** SUPPLIED INFORMATION follows **

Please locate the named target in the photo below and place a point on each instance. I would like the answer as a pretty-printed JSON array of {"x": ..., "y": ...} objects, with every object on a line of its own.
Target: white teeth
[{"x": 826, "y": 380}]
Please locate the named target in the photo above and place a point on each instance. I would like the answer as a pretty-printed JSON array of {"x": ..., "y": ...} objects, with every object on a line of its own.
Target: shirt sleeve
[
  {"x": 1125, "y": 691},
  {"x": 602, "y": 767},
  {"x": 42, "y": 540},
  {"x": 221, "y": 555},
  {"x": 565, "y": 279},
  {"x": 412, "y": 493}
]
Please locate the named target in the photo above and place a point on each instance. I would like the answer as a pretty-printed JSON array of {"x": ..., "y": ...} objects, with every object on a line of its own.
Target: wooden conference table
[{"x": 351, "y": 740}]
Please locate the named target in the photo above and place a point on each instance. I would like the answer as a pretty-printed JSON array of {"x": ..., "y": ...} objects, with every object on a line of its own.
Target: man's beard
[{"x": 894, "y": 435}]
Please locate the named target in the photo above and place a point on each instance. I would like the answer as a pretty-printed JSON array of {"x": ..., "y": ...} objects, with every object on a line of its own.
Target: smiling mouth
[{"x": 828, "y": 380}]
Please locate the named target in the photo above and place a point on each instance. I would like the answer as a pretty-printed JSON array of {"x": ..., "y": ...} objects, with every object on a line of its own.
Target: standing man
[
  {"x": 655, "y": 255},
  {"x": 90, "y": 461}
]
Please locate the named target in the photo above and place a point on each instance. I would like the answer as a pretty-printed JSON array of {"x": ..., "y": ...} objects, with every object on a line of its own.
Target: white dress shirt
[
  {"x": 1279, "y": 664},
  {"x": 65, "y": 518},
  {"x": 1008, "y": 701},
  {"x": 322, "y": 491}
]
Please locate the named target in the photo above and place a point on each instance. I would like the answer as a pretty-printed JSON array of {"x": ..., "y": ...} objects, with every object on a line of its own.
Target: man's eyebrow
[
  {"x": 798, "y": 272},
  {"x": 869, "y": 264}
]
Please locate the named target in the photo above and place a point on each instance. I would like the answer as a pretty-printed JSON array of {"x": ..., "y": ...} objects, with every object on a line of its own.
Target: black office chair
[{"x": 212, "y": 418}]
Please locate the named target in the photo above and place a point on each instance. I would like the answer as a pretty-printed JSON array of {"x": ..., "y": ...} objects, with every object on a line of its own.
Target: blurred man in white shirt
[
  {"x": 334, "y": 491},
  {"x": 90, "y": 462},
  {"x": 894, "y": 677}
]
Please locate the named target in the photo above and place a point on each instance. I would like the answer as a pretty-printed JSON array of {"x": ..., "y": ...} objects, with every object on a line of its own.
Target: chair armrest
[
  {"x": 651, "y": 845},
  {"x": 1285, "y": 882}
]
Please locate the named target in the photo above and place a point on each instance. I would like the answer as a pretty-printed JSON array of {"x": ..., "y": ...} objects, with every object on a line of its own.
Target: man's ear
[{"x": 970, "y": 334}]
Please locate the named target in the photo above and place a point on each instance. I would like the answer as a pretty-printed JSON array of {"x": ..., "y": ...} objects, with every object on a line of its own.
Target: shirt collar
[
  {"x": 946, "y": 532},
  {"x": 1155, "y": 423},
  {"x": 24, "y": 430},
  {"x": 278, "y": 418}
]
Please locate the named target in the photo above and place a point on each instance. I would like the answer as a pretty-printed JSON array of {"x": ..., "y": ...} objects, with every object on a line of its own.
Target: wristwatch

** End of SUPPLIED INFORMATION **

WHAT IS BEING ASKED: An exact repetition of all the records above is required.

RESULT OF THIS TASK:
Please locate the named target in the photo below and place a point on each instance. I would like the answer as a pretty-printed JSON array of {"x": ..., "y": ...} objects, with every object on a line of its own.
Target: white teeth
[{"x": 826, "y": 380}]
Please locate the named target in the photo above and place a point on each instance. I would like the answer as a pretty-printed JSON array of {"x": ..., "y": ...} objects, with every object on a line of its own.
Target: shirt sleeve
[
  {"x": 1125, "y": 691},
  {"x": 602, "y": 767},
  {"x": 42, "y": 540},
  {"x": 221, "y": 555},
  {"x": 565, "y": 279},
  {"x": 412, "y": 493}
]
Please locate the named target in the photo above and place a point on each instance. I would like the answer as a pretty-printed JSON array of {"x": ..., "y": ...} objects, with every object on a line of its own.
Target: wooden conference table
[{"x": 351, "y": 740}]
Please locate the named target in the photo above and place a point on each instance. I would like the answer as a pretty-printed JSON array of {"x": ..., "y": ...} objects, with every object on a line of its own.
Target: man's beard
[{"x": 894, "y": 435}]
Please locate the named target in the photo above and place a point on each instance. I would like the answer as a pretty-printed JSON array of {"x": ..., "y": ...} objects, with every object on a line of its own.
Target: smiling mouth
[{"x": 828, "y": 380}]
Please locate the named target in the photo above and place a point on each instance. I would like the answer as a pretty-printed JSON array of {"x": ..., "y": ...} objects, with every object on a line of its own.
Target: standing man
[
  {"x": 655, "y": 255},
  {"x": 90, "y": 461}
]
Please locate the named target in the photo above and place a point on each instance. I would like the answer as a pretty-printed JSON array of {"x": ..., "y": ...} objects, with every object on a line of its own.
Target: white dress shirt
[
  {"x": 1279, "y": 664},
  {"x": 65, "y": 518},
  {"x": 1008, "y": 701},
  {"x": 322, "y": 491}
]
Please locate the named target in the photo above and place a point on each instance. I would like the answer as a pretty-printed JSON array of {"x": ..., "y": ...} objects, with every object on a line of its own.
Target: man's eyebrow
[
  {"x": 798, "y": 272},
  {"x": 869, "y": 264}
]
Please locate the named target in the photo above and place a point on each instance. I would like the answer as a pretty-printed JSON array of {"x": ..., "y": ...} objects, with every object on a line of its own.
Target: black office chair
[{"x": 212, "y": 418}]
Please locate the named target in the photo above and place a point on each instance. I would like the answer as a pretty-printed JSON array of {"x": ..., "y": ...} objects, with every object on a line of its own.
Target: blurred man in white shirt
[
  {"x": 334, "y": 491},
  {"x": 90, "y": 462},
  {"x": 894, "y": 677}
]
Please locate the named target in the photo above and place a point on each instance. I would like the answer as a pretty-printed JSON array of {"x": ..., "y": ...} objects, with every object on a line of its own.
Target: chair armrest
[
  {"x": 651, "y": 845},
  {"x": 1285, "y": 882}
]
Please locate the named target in the photo above and place a point on each instance. I would like the answer as a pretty-printed JSON array of {"x": ..., "y": ...} objects, with every object on a line of its own.
Target: man's ear
[{"x": 970, "y": 334}]
Please locate the named target in the photo above and place a point on each instance. I would like the answer as a pretty-printed JSON array of {"x": ..., "y": ...} objects, with every object on a line of its own.
Target: shirt collar
[
  {"x": 946, "y": 532},
  {"x": 1155, "y": 423},
  {"x": 24, "y": 430},
  {"x": 278, "y": 418}
]
Please locate the named target in the photo above and place a point on each instance. I would like the answer as a pretty-printed JSON array of {"x": ..., "y": ...} objects, with every object on a line of its own.
Target: wristwatch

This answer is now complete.